__Excerpted text__.
------------------------------

First-of-its-kind health app to be trialled for young people managing diabetes and mental health

Diabetic woman

A high percentage of young people living with type 1 or type 2 diabetes in Australia have a mental health condition, affecting their lives, ability to self-manage their diabetes, and increasing the risk of health complications.

To better support the mental health of young people with diabetes, Western Sydney University, together with Maridulu Budyari Gumal (SPHERE) partners, will trial an innovative app assisted “model of care” following a grant of $744,873 from the Australian Government’s Targeted Translation Research Accelerator (TTRA) program, delivered by MTPConnect for the Medical Research Future Fund.

As part of a six-month randomised controlled trial, the researchers will monitor 142 young people using the app developed by Perx Health across eight hospitals in New South Wales and Victoria, assessing its effectiveness in improving mental health, well-being and physical health. The participants will partake in an experience collaboratively created with clinicians, patient advocates and technologists all built on top of Perx Health's digital platform and integrated into care delivery.

According to project lead Distinguished Professor David Simmons from the University’s School of Medicine and Translational Health Research Institute, the trial is a positive step towards a more accessible, holistic and scalable approach to care.

“Young adults live complicated lives, trying to juggle transitions from school to new work and relationships and the additional burden of diabetes often impacts heavily on their mental health and wellbeing,” said Distinguished Professor Simmons.

------------------------------

__Record extracts__.
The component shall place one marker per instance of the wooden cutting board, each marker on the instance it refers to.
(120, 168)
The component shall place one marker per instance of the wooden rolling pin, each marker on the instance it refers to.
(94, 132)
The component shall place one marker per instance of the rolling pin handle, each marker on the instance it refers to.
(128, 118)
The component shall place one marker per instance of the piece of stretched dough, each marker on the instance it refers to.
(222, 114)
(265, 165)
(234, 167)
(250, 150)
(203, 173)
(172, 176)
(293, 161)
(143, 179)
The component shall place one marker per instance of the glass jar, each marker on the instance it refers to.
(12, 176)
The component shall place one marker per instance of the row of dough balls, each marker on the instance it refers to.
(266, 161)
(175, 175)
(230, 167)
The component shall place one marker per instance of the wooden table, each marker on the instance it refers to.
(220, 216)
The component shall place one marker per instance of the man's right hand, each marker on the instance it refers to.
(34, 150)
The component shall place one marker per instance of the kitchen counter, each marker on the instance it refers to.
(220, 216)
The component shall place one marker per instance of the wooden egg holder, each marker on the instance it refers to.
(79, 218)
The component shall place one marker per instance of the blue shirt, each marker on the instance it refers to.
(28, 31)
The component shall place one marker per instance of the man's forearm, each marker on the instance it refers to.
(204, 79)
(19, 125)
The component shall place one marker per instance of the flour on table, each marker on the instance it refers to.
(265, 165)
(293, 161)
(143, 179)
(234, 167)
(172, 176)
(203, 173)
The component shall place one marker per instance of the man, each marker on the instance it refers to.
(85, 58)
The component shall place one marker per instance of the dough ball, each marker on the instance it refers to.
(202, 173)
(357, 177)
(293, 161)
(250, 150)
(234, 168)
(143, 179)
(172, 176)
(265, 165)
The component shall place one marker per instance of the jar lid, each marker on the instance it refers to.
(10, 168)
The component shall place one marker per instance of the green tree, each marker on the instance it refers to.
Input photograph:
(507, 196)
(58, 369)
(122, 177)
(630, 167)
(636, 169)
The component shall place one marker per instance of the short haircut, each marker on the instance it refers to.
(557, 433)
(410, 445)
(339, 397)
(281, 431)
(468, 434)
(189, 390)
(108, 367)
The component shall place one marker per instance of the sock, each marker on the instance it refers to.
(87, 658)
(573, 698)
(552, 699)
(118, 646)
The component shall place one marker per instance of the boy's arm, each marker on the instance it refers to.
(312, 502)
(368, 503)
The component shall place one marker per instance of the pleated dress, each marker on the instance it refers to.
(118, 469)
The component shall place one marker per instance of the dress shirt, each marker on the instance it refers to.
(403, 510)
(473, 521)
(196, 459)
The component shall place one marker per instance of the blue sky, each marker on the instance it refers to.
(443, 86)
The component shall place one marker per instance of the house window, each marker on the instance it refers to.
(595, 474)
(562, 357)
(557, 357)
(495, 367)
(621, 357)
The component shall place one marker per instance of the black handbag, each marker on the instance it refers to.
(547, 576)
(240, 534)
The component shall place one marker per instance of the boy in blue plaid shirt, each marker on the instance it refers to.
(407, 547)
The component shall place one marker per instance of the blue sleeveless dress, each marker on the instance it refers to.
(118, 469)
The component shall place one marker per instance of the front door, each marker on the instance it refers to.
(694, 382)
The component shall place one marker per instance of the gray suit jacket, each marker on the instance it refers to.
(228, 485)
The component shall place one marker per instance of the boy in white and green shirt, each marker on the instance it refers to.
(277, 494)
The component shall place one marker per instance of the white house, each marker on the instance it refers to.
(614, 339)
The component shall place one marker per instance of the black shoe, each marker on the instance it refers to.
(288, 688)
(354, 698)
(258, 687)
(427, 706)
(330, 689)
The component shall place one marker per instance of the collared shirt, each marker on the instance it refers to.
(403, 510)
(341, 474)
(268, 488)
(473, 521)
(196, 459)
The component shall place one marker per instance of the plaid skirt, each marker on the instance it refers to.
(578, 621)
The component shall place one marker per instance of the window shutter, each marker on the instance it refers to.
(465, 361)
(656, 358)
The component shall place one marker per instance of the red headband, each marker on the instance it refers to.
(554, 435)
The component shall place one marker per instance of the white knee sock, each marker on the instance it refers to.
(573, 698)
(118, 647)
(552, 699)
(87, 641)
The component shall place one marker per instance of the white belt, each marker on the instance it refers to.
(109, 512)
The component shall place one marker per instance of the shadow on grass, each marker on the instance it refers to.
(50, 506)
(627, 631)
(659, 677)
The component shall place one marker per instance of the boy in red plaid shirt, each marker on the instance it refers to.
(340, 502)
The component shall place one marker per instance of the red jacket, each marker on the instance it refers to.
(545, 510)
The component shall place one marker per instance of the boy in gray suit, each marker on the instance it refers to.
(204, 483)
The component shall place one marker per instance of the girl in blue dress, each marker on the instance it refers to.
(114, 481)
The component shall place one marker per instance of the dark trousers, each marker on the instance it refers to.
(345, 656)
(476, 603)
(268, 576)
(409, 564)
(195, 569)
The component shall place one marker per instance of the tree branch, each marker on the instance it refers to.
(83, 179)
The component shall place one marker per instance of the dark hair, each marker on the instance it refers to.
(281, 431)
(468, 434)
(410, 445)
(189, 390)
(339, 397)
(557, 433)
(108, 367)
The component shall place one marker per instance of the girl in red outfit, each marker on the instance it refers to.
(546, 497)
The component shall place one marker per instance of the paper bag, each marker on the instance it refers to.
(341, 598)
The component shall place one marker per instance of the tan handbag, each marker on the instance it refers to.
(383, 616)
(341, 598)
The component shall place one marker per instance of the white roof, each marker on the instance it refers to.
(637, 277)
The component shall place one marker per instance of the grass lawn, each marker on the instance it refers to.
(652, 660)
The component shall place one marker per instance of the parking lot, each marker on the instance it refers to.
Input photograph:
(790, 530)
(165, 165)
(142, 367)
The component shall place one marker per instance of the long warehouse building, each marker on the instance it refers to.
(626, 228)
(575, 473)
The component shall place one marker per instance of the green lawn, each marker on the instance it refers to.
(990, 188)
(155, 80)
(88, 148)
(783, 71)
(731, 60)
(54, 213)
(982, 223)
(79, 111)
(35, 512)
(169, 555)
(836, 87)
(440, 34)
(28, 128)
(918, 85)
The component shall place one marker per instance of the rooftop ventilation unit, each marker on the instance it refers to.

------------------------------

__Problem to solve__.
Reproduce the diabetes app article starting with "To better support" and going on through "Research Future Fund.", replacing "innovative" with "novel".

__Output for this exercise__.
To better support the mental health of young people with diabetes, Western Sydney University, together with Maridulu Budyari Gumal (SPHERE) partners, will trial an novel app assisted “model of care” following a grant of $744,873 from the Australian Government’s Targeted Translation Research Accelerator (TTRA) program, delivered by MTPConnect for the Medical Research Future Fund.